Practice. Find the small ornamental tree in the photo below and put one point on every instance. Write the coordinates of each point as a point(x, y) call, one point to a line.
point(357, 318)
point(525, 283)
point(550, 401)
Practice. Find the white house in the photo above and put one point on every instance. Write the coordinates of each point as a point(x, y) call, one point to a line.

◆ **Exercise**
Rewrite the records above as a Markdown table with two columns, "Number" for the row number and "Line" for the line itself, leaving out any blank lines.

◆ **The answer**
| Number | Line |
|---|---|
| 1 | Practice. Find the small ornamental tree in the photo below and put one point on every instance. Write the coordinates of each point as a point(x, y) call, one point to a line. |
| 2 | point(357, 318) |
| 3 | point(525, 283) |
| 4 | point(550, 401) |
| 5 | Practice. Find the white house in the photo above and put one point on every instance. Write the coordinates of each point as a point(x, y) call, one point to a line. |